### Text shown
Lottie Isbell Blake (1876-1976)

Lottie Cornella Isbell Blake was born June 10, 1876, in Appomattox Court House, Virginia, in the home of her maternal grandfather, John Diuguid, a free man whose home was next to the famous Isbell Plantation where General Lee surrendered to General Grant, thus ending the Civil War.

After completing high school in 1894 she pursued a teacher’s course, completing this training in 1896.  It was in this same year that she became a member of the Seventh-day Adventist Church.  It was her zeal to become a missionary nurse that led her to Battle Creek, Michigan, and the famous Battle Creek Sanitarium, where the noted physician, Dr. John Harvey Kellogg operated.  It was he, who, noticing her scholastic ability, encouraged her to pursue the medical course.

### Problem to solve
Please return the portion of the Lottie Isbell Blake passage from "Lottie Isbell Blake" to "the Civil War.", word for word. Rely only on the Lottie Isbell Blake passage.

### Data excerpt
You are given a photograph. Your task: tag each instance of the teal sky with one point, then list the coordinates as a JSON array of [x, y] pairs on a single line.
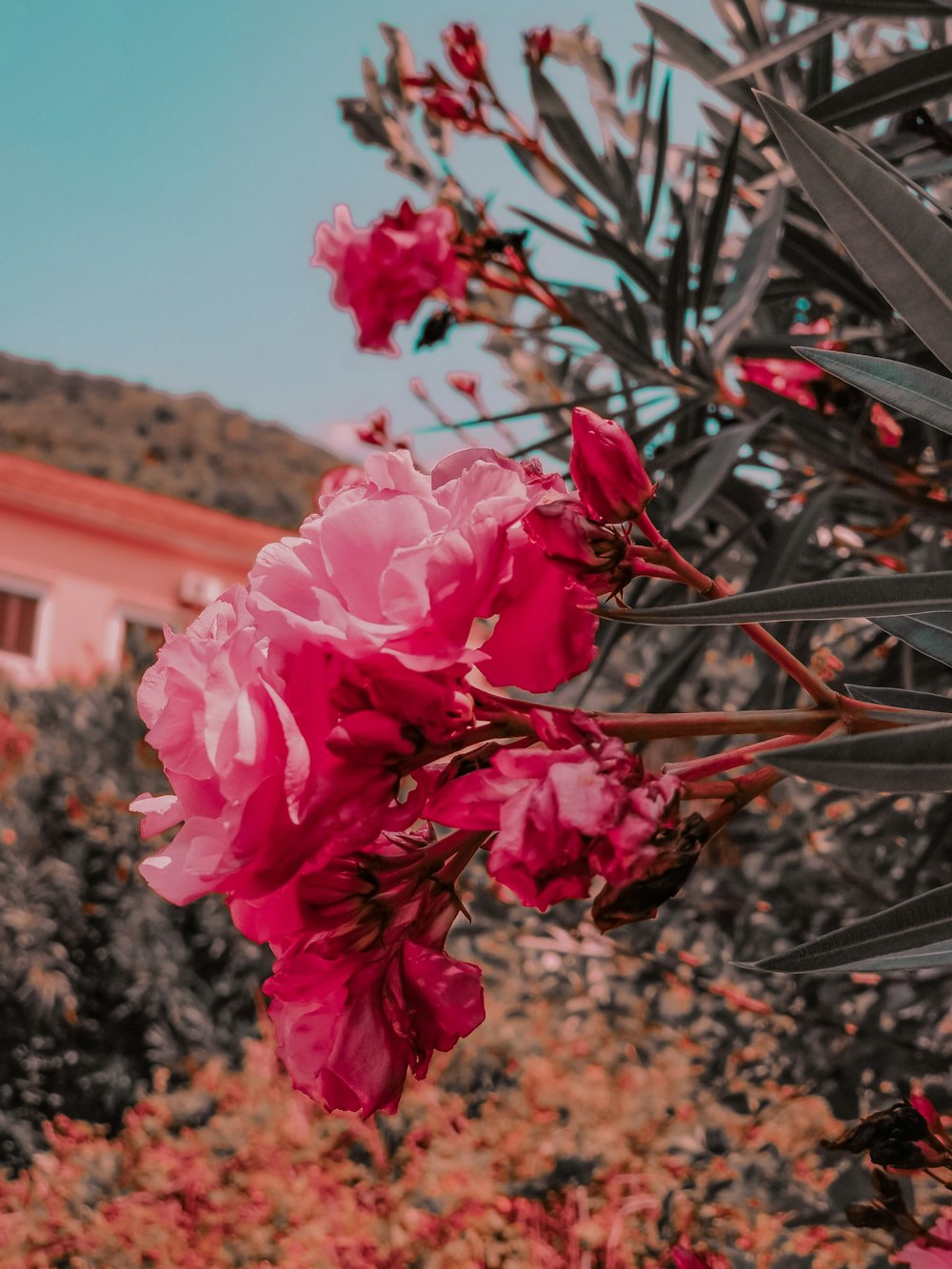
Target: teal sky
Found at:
[[166, 167]]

### Response for this exercise
Lottie Isbell Blake (1876-1976)

Lottie Cornella Isbell Blake was born June 10, 1876, in Appomattox Court House, Virginia, in the home of her maternal grandfather, John Diuguid, a free man whose home was next to the famous Isbell Plantation where General Lee surrendered to General Grant, thus ending the Civil War.